LA NARRATIVA
STRANIERA E L’ITALIA di Angelo Gaccione
Non mi
ero indignato neppure quando il giornale reazionario tedesco “Der Spiegel”
aveva messo sulla sua copertina un piatto di spaghetti con sopra una pistola.
Palermo era diventata Beirut e non è che si potesse nascondere. Anni più tardi
avrebbero scoperto che le mafie scorrazzavano impunemente anche in Germania. La
stampa americana poi, non è che potesse mostrarsi superiore: in casa loro hanno
ammazzato presidenti, fanno il tiro a segno da sempre nelle scuole, girano
armati come ai tempi del Far West… Ma che la corruzione politica, la
criminalità, l’impunità per i potenti, la burocrazia, lo sfasciume, la
sporcizia delle città, l’incuria per il patrimonio artistico-ambientale (che
non meritiamo), l’evasione fiscale tollerata per legge, l’allergia ad ogni
regola comune - e tanto altro ancora - siano radicati nella biografia orrenda degli
italiani, nessuno lo può smentire. Critiche alle nazioni se ne fanno un po’
dovunque sulla stampa, ed io stesso ne ho fatto e ne faccio. Ma i giornali
durano lo spazio di un mattino. Trovarsele, invece, scodellate all’interno di
un libro di narrativa fa tutt’altro effetto. Almeno a me hanno procurato
disagio. Vediamole attraverso il dialogo di alcuni personaggi del romanzo Il
decoro (Feltrinelli 2020, pagine 350) di David Leavitt queste critiche al
nostro Paese.
“Comunque
non è niente di preoccupante. È soltanto un inciampo. Sono sicuro che Rita ne
verrà a capo”, “Ho paura
che non sarà tanto semplice” replicò Bruce. “Cosa?

## Consegna 1
Secondo il brano sulla narrativa straniera e l'Italia, che cosa aveva messo in copertina il giornale tedesco "Der Spiegel"?
## Consegna 2
Trascrivi senza modifiche la parte del brano sulla narrativa straniera e l'Italia da "LA NARRATIVA" a "sopra una pistola.".
## Consegna 3
Prosegui il brano sulla narrativa straniera e l'Italia dal punto in cui si interrompe.
Le righe riportate qui sotto non servono per svolgere il lavoro.

## Dati forniti
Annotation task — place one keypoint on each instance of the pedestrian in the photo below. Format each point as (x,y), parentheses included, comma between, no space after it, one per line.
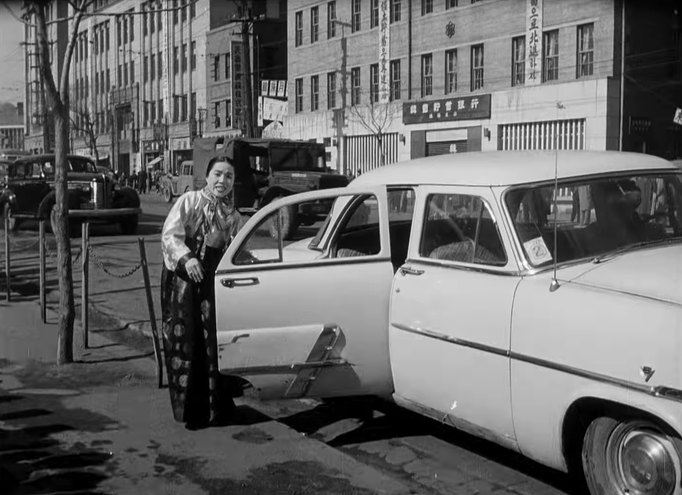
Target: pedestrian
(142,181)
(198,229)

## Risposta 1
Un piatto di spaghetti con sopra una pistola.

## Risposta 2
LA NARRATIVA
STRANIERA E L’ITALIA di Angelo Gaccione
Non mi
ero indignato neppure quando il giornale reazionario tedesco “Der Spiegel”
aveva messo sulla sua copertina un piatto di spaghetti con sopra una pistola.

## Risposta 3
Perché no?” domandò Min”.
“Be’, perché
è l’Italia. In Italia per risolvere queste cose può servire moltissimo tempo.
La vendita potrebbe essere rimandata”. “Rimandata e
di quanto?”. “Di quello
che ci vuole perché sistemino le cose…”. “Basta che
paghiamo noi, la contravvenzione o la mazzetta o quello che è”. “Mazzetta?” “Chiamala
come vuoi” “Perché hai
usato la parola mazzetta?” “È così che
funziona in Italia. Lo sai bene quanto me. Ce l’ha detto Rita”. “Era
vero. Quando si comprava una proprietà in Italia, Rita li aveva avvertiti, era
normale mettere in conto qualcosa per le mazzette”.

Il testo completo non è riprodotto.